Tâches à réaliser:
1/ Pour chaque affirmation ci-dessous, dites si l'extrait sur les subventions en Tunisie la confirme (oui ou non), en citant mot pour mot les termes qui tranchent.
(a) Depuis 2016, la part du PIB consacrée aux subventions a nettement augmenté en Tunisie.
(b) D'après l'Ocde, le contrôle des prix à long terme profite aux producteurs.
(c) En Tunisie, les subventions sont modérées, comme dans les pays frères et amis.
2/ Répondez brièvement à ces questions sur l'extrait sur les subventions en Tunisie.
(a) Quels pays frères et amis sont nommés ?
(b) Sur quels types de produits portent les subventions dont la part du PIB a augmenté ?
(c) À quoi la situation ouvre-t-elle la voie ?
3/ Prolongez l'extrait sur les subventions en Tunisie à partir de sa dernière phrase.

Extrait à lire:

Bien que le recours au contrôle des prix et aux subventions soit monnaie courante dans plusieurs pays de la région méditerranéenne, la Tunisie semble opter pour un excès de zèle. Si, dans les pays frères et amis, les restrictions sont limitées et les subventions modérées, elles sont importantes et gonflées, dans notre pays. D’ailleurs, depuis 2016, le pourcentage du PIB alloué aux subventions sur les produits énergétiques et alimentaires a sensiblement augmenté, dépassant ainsi ceux appliqués dans les pays frères et amis comme le Maroc, l’Egypte, la Jordanie, etc. L’Ocde juge que la politique de contrôle des prix à long terme ne sert ni les consommateurs ni les producteurs. Ces derniers se trouvent dans l’incapacité de développer leurs activités de production et de distribution et de baisser ainsi les prix de leurs produits. Pis encore : le contrôle des prix à long terme engendre souvent ou des pénuries ou des excédents de production ; une situation couramment constatée en Tunisie, qui ne s’adapte aucunement avec les marchés concurrentiels et nuit et aux producteurs et aux consommateurs. Une situation qui persistera en l’absence d’une actualisation régulière des listes des produits subventionnés. Pis encore, la situation s’avère encore plus épineuse, puisqu’elle ouvre la voie au marché parallèle et nuit sensiblement et au secteur et à l’économie.

Extraits de données:
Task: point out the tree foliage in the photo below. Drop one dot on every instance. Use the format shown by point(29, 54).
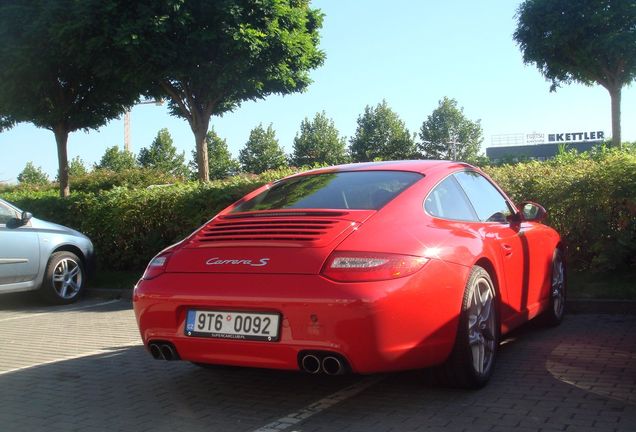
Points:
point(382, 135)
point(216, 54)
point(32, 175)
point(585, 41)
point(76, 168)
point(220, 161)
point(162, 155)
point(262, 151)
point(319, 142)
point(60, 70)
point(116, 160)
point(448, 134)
--
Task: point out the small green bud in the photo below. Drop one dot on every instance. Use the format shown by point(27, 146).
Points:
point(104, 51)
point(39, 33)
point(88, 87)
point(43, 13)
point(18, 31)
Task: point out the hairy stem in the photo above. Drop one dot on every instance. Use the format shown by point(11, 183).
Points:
* * *
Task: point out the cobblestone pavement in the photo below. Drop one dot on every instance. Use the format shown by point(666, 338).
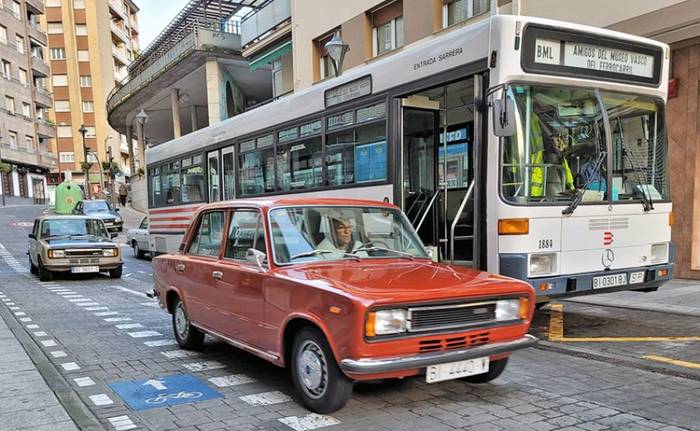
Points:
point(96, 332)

Liste des réponses:
1/
(a) Oui : « depuis 2016, le pourcentage du PIB alloué aux subventions sur les produits énergétiques et alimentaires a sensiblement augmenté ».
(b) Non : « la politique de contrôle des prix à long terme ne sert ni les consommateurs ni les producteurs ».
(c) Non : « elles sont importantes et gonflées, dans notre pays ».

2/
(a) Le Maroc, l'Egypte et la Jordanie.
(b) Les produits énergétiques et alimentaires.
(c) Au marché parallèle.

3/
Libéralisation progressive des prix
Partant de ces constats, l’Ocde s’interroge sur l’efficacité de la politique du contrôle des prix et des subventions de l’Etat sur les produits alimentaires et énergétiques non seulement sur l’approvisionnement, sur l’accès des ménages à faible revenu auxdits produits mais aussi sur la lutte contre l’inflation économique dont le taux ne cesse de grimper… L’Ocde avertit que «dans ce contexte, toute tentative future de maîtrise de l’inflation par des politiques de contrôle des prix nécessitera de la part de l’administration tunisienne d’augmenter systématiquement les subventions ce qui pourrait non seulement renforcer les distorsions sur le marché, mais aussi être peu soutenable à long terme d’un point de vue budgétaire». Elle recommande de trouver une politique alternative, plus adaptée aux exigences du marché en optant, progressivement vers la libération des prix tout en veillant sur un suivi régulier des conditions et des exigences du marché et en adoptant une nouvelle démarche tout aussi impérative qu’est l’actualisation régulière des listes des produits soumis au principe des subventions. L’Ocde suggère aussi la substitution des programmes de subventions par «un système de ciblage et de transferts directs aux ménages à faible revenu». Pour l’Ocde: «Une politique de libéralisation bien conçue implique non seulement de supprimer la réglementation des prix mais aussi d’assurer que la concurrence opère correctement sur les marchés pour que le consommateur puisse profiter des bienfaits de la libéralisation».